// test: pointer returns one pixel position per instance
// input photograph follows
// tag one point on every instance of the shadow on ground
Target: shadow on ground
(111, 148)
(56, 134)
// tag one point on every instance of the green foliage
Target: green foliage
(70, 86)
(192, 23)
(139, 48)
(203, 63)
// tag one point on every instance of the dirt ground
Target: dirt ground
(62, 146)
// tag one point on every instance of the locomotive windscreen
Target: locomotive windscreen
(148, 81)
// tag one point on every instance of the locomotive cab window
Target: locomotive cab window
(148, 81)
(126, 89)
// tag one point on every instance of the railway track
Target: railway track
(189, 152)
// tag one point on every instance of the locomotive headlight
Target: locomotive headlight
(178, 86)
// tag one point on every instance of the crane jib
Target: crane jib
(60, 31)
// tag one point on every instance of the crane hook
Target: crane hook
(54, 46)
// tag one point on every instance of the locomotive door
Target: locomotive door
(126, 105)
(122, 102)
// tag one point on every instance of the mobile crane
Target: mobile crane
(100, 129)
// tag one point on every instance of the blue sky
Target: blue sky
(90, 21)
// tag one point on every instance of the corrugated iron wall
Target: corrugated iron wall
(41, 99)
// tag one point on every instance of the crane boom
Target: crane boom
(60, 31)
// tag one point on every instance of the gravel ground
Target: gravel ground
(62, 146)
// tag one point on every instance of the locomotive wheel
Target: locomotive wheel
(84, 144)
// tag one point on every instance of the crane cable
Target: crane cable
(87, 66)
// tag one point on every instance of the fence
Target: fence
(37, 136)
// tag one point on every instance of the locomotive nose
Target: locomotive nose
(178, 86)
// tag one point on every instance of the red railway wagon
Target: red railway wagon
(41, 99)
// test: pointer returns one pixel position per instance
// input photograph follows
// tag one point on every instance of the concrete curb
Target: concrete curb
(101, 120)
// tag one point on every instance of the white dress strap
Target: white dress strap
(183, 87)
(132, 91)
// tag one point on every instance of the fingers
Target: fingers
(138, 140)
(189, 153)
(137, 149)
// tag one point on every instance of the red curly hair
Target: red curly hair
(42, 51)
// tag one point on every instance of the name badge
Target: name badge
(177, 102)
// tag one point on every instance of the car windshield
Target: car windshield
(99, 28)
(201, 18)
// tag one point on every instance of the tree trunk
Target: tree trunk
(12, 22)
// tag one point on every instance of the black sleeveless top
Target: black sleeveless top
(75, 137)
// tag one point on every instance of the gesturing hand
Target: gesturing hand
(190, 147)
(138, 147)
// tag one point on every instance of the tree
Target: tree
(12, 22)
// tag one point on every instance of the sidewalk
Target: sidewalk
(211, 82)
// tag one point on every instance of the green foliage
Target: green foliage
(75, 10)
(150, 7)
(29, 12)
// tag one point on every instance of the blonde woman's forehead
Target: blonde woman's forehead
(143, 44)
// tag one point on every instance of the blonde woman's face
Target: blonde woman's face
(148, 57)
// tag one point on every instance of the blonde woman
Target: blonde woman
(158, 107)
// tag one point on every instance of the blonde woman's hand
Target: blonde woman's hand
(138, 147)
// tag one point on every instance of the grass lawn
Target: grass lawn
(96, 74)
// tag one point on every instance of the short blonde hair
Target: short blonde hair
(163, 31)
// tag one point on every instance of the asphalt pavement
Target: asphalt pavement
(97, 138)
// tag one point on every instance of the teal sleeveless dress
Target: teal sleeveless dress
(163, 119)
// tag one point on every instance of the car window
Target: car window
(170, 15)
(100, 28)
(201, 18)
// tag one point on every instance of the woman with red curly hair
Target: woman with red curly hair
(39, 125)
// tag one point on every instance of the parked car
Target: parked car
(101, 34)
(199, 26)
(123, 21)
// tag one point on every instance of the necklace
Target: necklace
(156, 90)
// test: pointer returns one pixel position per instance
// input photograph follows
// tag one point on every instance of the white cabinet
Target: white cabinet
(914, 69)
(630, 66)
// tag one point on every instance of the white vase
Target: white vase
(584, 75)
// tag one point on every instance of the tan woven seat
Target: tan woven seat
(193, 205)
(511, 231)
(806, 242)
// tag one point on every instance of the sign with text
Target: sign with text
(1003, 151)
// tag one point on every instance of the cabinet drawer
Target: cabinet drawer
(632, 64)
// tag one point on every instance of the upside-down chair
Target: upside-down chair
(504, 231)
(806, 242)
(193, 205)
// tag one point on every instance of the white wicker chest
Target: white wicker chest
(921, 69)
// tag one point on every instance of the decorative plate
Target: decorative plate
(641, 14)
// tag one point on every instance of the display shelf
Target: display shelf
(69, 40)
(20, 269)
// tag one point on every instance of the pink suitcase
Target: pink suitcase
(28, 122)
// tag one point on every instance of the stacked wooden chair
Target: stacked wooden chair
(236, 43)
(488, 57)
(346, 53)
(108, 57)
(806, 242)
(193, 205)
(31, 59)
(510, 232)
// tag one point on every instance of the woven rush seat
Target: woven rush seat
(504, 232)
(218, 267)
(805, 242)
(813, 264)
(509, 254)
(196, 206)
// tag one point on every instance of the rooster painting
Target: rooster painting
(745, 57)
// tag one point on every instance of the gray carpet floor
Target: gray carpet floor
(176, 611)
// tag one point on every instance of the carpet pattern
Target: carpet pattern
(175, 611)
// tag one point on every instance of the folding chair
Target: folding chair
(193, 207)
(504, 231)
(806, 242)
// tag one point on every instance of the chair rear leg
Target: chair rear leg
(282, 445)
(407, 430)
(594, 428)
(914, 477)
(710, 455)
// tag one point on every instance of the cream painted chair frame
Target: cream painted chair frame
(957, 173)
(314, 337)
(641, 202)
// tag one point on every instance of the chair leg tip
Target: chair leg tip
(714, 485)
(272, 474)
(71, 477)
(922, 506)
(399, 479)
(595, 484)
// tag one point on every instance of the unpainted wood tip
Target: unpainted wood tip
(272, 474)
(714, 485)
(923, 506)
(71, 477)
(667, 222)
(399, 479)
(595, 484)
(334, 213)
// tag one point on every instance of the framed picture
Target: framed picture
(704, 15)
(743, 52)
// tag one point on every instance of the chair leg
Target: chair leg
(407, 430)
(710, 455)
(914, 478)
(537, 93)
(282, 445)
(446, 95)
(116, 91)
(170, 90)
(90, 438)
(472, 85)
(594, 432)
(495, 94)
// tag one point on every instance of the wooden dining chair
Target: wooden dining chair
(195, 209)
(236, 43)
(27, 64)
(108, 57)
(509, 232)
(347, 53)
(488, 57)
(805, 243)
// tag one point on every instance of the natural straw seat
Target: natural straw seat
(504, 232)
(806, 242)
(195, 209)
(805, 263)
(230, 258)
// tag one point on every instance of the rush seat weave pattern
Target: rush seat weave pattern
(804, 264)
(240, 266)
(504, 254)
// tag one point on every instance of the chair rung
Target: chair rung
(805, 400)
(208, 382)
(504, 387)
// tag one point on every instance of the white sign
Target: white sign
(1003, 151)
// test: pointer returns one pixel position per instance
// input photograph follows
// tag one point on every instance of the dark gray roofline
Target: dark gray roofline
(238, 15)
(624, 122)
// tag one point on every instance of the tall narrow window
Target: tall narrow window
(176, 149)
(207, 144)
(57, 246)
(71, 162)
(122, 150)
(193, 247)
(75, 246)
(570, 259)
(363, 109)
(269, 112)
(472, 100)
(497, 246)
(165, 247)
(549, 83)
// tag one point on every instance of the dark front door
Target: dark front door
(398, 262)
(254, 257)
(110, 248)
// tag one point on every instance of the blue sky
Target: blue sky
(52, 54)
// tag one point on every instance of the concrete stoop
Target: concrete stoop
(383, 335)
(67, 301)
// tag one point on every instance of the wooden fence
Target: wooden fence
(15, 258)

• • • •

§ **Problem**
Beginning with the line above that contains "the locomotive door", copy each line exactly up to and including the line that contains "the gravel ground", and go no further.

§ **Task response**
// tag one point on every instance of the locomotive door
Target: locomotive door
(126, 105)
(122, 102)
// tag one point on every instance of the mobile crane
Target: mobile crane
(100, 129)
// tag one point on every instance of the blue sky
Target: blue sky
(90, 21)
// tag one point on every instance of the corrugated iron wall
Target: corrugated iron wall
(41, 99)
// tag one point on every instance of the crane boom
Target: crane boom
(60, 31)
// tag one point on every instance of the gravel ground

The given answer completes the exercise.